◆ TASK ◆
Retype every record that follows, character for character.

Records from a collection:
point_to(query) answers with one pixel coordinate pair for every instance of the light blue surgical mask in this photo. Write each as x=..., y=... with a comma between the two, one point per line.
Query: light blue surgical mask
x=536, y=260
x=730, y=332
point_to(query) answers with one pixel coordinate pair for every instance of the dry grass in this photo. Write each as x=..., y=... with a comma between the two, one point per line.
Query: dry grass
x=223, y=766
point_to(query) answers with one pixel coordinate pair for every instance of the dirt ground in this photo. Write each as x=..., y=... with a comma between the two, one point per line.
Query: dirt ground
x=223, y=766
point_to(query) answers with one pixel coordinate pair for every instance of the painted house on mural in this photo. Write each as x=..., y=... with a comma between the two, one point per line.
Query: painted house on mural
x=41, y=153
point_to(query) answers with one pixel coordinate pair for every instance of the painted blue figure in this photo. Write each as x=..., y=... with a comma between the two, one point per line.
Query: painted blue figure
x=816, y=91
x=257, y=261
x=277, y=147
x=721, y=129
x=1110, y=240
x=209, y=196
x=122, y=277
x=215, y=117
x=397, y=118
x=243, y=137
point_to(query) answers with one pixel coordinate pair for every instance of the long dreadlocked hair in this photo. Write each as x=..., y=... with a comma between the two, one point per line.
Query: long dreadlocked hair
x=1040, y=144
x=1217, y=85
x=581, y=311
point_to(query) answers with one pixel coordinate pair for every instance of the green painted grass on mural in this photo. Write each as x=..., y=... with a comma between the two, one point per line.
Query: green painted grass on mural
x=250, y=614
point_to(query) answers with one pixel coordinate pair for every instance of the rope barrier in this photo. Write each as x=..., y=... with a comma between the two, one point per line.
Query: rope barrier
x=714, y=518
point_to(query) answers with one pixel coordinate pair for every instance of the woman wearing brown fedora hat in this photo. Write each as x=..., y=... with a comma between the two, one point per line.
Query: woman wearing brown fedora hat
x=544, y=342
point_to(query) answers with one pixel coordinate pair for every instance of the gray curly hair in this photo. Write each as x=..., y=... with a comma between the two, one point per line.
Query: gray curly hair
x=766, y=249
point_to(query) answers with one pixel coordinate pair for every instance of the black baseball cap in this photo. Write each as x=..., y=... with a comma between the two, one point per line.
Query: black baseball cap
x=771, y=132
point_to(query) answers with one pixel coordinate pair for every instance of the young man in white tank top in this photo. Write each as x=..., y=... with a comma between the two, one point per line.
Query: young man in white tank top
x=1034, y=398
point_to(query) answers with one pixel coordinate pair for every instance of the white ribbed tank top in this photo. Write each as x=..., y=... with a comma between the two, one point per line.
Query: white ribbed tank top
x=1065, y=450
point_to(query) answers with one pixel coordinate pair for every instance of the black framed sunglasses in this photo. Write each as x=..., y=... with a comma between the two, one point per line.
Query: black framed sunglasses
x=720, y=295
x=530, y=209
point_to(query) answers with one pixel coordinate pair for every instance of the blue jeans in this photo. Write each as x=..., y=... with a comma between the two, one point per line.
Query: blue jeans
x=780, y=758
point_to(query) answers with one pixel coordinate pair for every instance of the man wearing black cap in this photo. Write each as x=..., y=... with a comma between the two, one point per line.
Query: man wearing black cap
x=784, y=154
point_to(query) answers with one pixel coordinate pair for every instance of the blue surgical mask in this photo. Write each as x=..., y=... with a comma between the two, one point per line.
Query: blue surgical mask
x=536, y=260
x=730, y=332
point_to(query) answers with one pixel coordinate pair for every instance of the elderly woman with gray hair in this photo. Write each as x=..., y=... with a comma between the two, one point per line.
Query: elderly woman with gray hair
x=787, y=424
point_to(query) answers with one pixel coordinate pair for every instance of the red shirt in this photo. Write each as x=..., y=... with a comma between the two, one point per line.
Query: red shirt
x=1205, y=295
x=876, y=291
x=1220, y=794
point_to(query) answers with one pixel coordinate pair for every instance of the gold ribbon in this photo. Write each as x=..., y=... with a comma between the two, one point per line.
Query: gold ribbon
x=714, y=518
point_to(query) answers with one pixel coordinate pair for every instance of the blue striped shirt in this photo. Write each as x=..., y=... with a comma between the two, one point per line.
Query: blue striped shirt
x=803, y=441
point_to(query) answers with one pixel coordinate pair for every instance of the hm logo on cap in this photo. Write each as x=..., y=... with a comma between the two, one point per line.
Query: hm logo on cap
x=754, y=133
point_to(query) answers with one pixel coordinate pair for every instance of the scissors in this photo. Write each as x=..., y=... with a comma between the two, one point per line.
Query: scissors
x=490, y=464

◆ RESULT ◆
point_to(query) answers with one pixel coordinate pair for every instance of the light blue surgical mask in this photo. Write each as x=..., y=... with a comma between the two, one point per line.
Query: light blue surgical mask
x=536, y=260
x=730, y=332
point_to(query) answers with one pixel coordinate pair for every instance of the dry grass in this photo. Write each as x=..., y=... with a comma between the two, one point per line.
Query: dry grass
x=223, y=766
point_to(query) answers with one pixel coordinate pair for every instance of the dirt ground in this photo. Write each as x=..., y=... with a comma between the two, one point per line.
Query: dirt ground
x=223, y=766
point_to(query) answers with one pixel coordinate pair for every instance of the painted house on mural in this photo. Write each as x=..., y=... with a comma between the two, one point per line.
Query: painted house on mural
x=41, y=153
point_to(query) answers with one pixel coordinate pair for every instance of the painted blue figure in this photo. Write each as x=..., y=... with a comma between the two, one point per line.
Query: painted blue figure
x=816, y=91
x=257, y=261
x=277, y=147
x=721, y=129
x=1110, y=240
x=209, y=196
x=122, y=277
x=215, y=117
x=397, y=118
x=243, y=137
point_to(query) answers with one pixel coordinate pair for every instance of the long dreadlocked hair in this photo. Write each as x=..., y=... with a comma between the two, one point per line.
Query: long dreadlocked hair
x=1040, y=144
x=1217, y=85
x=581, y=311
point_to(query) answers with one pixel coordinate pair for every instance of the green painted grass on mural in this photo. Write each as x=..., y=... with a comma between the two, one point per line.
Query: green painted grass on mural
x=250, y=614
point_to(query) answers with one pixel coordinate pair for every instance of the rope barrier in this photo. Write each as x=..., y=... with a comma between the two, one point per line.
Query: rope barrier
x=714, y=518
point_to(query) answers with one pixel coordinate pair for every instance of the woman wearing brown fedora hat in this photo. Write each as x=..., y=... with a comma between the two, one point per line.
Query: woman wearing brown fedora hat
x=544, y=342
point_to(query) answers with one pixel coordinate pair for every instance of the gray curly hair in this photo. Write each as x=..., y=... with a comma between the two, one point per line.
Query: gray curly hair
x=766, y=249
point_to(query) answers with one pixel coordinate pair for every instance of the black baseball cap in this photo. Write each as x=..., y=... with a comma between the two, one point per line.
Query: black baseball cap
x=771, y=132
point_to(query) answers with one pixel coordinate pair for every instance of the young man in white tank top in this photo. Write each as x=..., y=... with a comma between the two, one point per line.
Query: young man in white tank top
x=1034, y=398
point_to(query) answers with one pixel coordinate pair for every instance of the white ribbed tank top in this photo. Write each as x=..., y=... with a comma between the two, one point per line.
Query: white ribbed tank top
x=1065, y=450
point_to(query) answers with one pixel coordinate pair for every instance of the black framed sunglasses in this photo. Write each as x=..., y=... with a comma between the two, one point per line.
Query: black framed sunglasses
x=720, y=295
x=530, y=209
point_to(query) answers with one pixel coordinate pair for every instance of the blue jeans in this photo. Write each as x=..., y=... with a comma between the two, one point per line.
Query: blue jeans
x=780, y=758
point_to(query) answers with one pixel coordinate pair for every instance of the man wearing black cap in this photo. Write each as x=..., y=... with a comma between the two, one point per line.
Query: man wearing black cap
x=784, y=154
point_to(query) answers with one pixel coordinate pair for every instance of the blue surgical mask in this photo. Write each as x=..., y=... with a comma between the two, one point per line.
Query: blue surgical mask
x=536, y=260
x=730, y=332
point_to(query) answers with one pixel coordinate pair for every instance of the elderly woman with gray hair in this photo. Write each as x=..., y=... with a comma between the two, one point per line.
Query: elderly woman with gray hair
x=787, y=424
point_to(query) answers with one pixel coordinate pair for every instance of the red shirt in this photo. Write each as x=..., y=... with a comma between the two, one point per line.
Query: red shirt
x=1205, y=295
x=876, y=291
x=1220, y=794
point_to(query) answers with one pixel coordinate pair for every instance of the gold ribbon in this photo. Write each as x=..., y=... with a comma between the two, one point per line.
Query: gold ribbon
x=714, y=518
point_to(query) answers with one pixel coordinate pair for every instance of the blue striped shirt in this photo. Write each as x=..., y=... with a comma between the two, one point per line.
Query: blue striped shirt
x=803, y=441
point_to(query) answers with one pixel coordinate pair for every instance of the hm logo on cap in this photo. Write each as x=..., y=... with a comma between the two, one point per line.
Query: hm logo on cap
x=754, y=133
point_to(query) answers with one pixel coordinate pair for every instance of the scissors in this photo. Write each as x=..., y=... with a comma between the two, one point per line.
Query: scissors
x=490, y=464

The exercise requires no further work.